Exercise goal:
Please retype all of the following entries exactly.

Data to process:
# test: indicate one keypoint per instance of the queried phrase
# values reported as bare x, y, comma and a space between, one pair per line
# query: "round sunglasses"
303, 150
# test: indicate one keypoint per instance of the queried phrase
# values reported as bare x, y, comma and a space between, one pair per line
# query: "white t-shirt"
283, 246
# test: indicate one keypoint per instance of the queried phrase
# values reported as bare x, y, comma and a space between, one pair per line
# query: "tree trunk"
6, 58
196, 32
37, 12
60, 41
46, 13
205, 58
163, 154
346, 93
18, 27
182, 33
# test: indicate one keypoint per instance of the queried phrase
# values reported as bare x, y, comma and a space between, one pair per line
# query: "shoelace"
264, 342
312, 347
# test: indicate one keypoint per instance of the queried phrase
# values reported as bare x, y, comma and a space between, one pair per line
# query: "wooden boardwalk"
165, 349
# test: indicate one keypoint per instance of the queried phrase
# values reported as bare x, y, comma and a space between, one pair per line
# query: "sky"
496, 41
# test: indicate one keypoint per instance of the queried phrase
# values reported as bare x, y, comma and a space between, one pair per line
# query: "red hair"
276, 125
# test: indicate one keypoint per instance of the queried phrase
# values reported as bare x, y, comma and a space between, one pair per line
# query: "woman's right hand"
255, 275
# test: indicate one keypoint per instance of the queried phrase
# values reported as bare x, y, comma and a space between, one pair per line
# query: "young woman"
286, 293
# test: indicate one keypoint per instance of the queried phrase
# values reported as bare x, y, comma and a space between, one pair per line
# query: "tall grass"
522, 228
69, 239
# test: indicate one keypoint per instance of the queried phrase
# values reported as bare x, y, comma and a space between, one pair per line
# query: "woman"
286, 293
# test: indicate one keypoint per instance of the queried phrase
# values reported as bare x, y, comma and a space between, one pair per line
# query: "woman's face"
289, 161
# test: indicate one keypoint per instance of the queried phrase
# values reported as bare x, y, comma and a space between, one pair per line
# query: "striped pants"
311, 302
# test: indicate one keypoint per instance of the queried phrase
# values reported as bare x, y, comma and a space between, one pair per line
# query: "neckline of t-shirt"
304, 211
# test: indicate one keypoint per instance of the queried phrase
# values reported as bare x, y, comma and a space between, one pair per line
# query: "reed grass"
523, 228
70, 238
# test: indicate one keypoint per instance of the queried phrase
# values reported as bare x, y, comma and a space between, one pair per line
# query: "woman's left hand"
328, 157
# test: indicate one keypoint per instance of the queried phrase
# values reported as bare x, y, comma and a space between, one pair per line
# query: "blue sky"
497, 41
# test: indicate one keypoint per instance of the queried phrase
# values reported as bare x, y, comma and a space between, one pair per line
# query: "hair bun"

Reply:
# test: indicate one keypoint per instance of the queried phrase
# values reported as bare x, y, comma and a space between, one pair per line
# query: "round sunglasses"
303, 150
# test: indicate one keypoint per instance of the queried phrase
# values reported as bare x, y, comma and a space between, one pair per line
# query: "white t-shirt"
283, 246
# test: indicate one keypoint per instance of the queried phrase
# values reported as bare x, y, comma and a space between, one pair per line
# query: "tree trunk"
6, 58
196, 32
37, 12
60, 41
46, 13
205, 58
163, 154
346, 93
18, 27
182, 33
# test: indicate one keypoint per instance of the queried phrase
# values reported as bare x, y, comma and a space between, one pair per line
# query: "shoelace"
264, 342
312, 347
# test: indicate one keypoint per instance of the queried phrase
# values reported as bare x, y, comma and a space between, one pair per line
# query: "wooden boardwalk"
165, 349
# test: indicate one keypoint per instance of the queried phrase
# values reported as bare x, y, comma and a space between, one pair per line
# query: "sky"
496, 41
# test: indicate one keypoint per instance of the queried phrase
# values reported as bare x, y, comma and a space between, one pair per line
# query: "red hair"
276, 125
# test: indicate one keypoint per instance of the queried phrase
# values reported as bare x, y, comma and a space between, one pair per line
# query: "woman's right hand"
255, 275
# test: indicate one keypoint per instance of the queried phrase
# values reported as bare x, y, comma and a space between, one pair per line
# query: "young woman"
286, 293
# test: indicate one keypoint per instance of the queried phrase
# values reported as bare x, y, comma and a space between, one pair per line
# query: "tall grass"
522, 228
69, 239
# test: indicate one keypoint per instance of the queried phrase
# values reported as bare x, y, comma and a space between, one pair per line
# query: "woman"
286, 293
# test: indicate one keypoint per instance of the queried phrase
# values reported as bare x, y, comma and a space between, one pair per line
# query: "woman's face"
289, 161
# test: indicate one keypoint per instance of the queried phrase
# values reported as bare x, y, comma and a space between, one pair per line
# query: "striped pants"
311, 302
# test: indicate one keypoint per instance of the queried phrase
# values reported as bare x, y, comma and a space between, one pair per line
# query: "neckline of t-shirt"
304, 211
# test: indicate one keypoint per instance of the queried phrase
# values reported as bare x, y, comma and a space between, one pair per line
# query: "reed grass"
523, 228
70, 238
# test: indicate one keypoint per instance of the queried phrase
# values reported as bare x, y, comma and a space between, one pair per line
# query: "woman's left hand"
328, 157
# test: indicate one keypoint per instance of the queried phrase
# values reported as bare x, y, comma and a space between, one pair per line
# query: "blue sky"
497, 41
# test: indicate one keypoint per instance of the queried phrase
# values reported as bare x, y, comma and a space between, one pair per line
# query: "hair bun"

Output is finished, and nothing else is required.